◆ 本文:
'''
私の絵本体験記

「絵本フォーラム」102号(2015年09.10)より

絵本で広がる新たな世界

田中 祥さん(東京都足立区)

田中 祥さん体験記"

 私たち親子にとって初めての本は、産後、母が病院に持ってきてくれた『いい おかお』(松谷みよ子/文、瀬川康男/画、童心社)。生まれたばかりの娘に読みながら、穏やかな気持ちになったのを覚えている。1歳の頃、図書館の近くに引っ越し、毎日通うようになった。ある日、図書館で『おつきさまこんばんは』(林明子/作、福音館書店)を読んでいたら突然娘が泣きだした。どうやら夜空に、雲に隠されたおつきさまが悲しそうな顔をしているのを見て娘も悲しくなってしまった様子。突然泣き出した娘に驚いたと同時に、この小さな本の中に私には想像できない力が詰まっているんだと絵本の力を感じた。

  娘のお気に入りは日々変わっていく。「かば、おばけ、ハリセンボン、はたらくくるま……」絵本の世界は、どこまでも広い。絵本の中には知らない世界がたくさんあって、私たちに夢を与え、新しい世界へ連れて行ってくれる。

  5月から娘は保育園へ、私は働き始めた。夜、布団の中でぎゅーっとしながらの絵本タイムは、一日のいろんな思いを鎮める時間。申し訳ないことに、最近は私が先に寝落ちしてしまい娘に怒られることも多いが、そんな日はパパがピンチヒッター。絵本タイムもいつか思い出として親子で笑って話せたら嬉しいな。娘が生まれて2年半。「絵本は我が家にはかかせないものになった」と最近夫が言う。絵本とともに過ごせる毎日に感謝しつつ、絵本で子育てをいつまでも楽しんでいきたいと思う。
'''
絵本の体験記の本文を、「田中 祥さん(東京都足立区)」から始まり「いるんだと絵本の力を感じた。」で終わる部分まで書き写し、その中の「図書館」をすべて「児童館」に書き換えなさい。

[自然言語による物体位置特定データ]
'''
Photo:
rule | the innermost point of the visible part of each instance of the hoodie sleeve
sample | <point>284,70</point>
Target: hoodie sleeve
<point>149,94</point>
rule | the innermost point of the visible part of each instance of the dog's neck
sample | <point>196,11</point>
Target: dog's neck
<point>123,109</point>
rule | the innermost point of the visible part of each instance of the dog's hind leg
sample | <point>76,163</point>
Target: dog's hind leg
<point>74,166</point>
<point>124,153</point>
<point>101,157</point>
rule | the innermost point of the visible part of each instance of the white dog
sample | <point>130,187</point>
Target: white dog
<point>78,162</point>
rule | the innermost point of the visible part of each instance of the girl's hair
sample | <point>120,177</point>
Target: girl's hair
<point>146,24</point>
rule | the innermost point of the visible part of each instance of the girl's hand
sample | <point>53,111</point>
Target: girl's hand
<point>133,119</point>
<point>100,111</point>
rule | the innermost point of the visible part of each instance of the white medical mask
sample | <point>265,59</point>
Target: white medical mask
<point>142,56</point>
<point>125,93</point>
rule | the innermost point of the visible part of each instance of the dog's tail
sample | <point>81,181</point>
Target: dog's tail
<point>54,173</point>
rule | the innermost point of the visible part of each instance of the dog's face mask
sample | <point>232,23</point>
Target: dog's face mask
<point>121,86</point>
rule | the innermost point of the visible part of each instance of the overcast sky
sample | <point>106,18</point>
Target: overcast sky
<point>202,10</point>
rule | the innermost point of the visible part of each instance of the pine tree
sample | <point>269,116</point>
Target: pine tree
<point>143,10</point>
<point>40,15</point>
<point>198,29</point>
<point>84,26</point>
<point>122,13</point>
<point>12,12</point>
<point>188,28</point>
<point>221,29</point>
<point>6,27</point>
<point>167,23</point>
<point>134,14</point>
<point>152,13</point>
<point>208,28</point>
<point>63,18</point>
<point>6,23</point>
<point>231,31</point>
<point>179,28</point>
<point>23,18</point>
'''
◆ 解答:
田中 祥さん(東京都足立区)

田中 祥さん体験記"

 私たち親子にとって初めての本は、産後、母が病院に持ってきてくれた『いい おかお』(松谷みよ子/文、瀬川康男/画、童心社)。生まれたばかりの娘に読みながら、穏やかな気持ちになったのを覚えている。1歳の頃、児童館の近くに引っ越し、毎日通うようになった。ある日、児童館で『おつきさまこんばんは』(林明子/作、福音館書店)を読んでいたら突然娘が泣きだした。どうやら夜空に、雲に隠されたおつきさまが悲しそうな顔をしているのを見て娘も悲しくなってしまった様子。突然泣き出した娘に驚いたと同時に、この小さな本の中に私には想像できない力が詰まっているんだと絵本の力を感じた。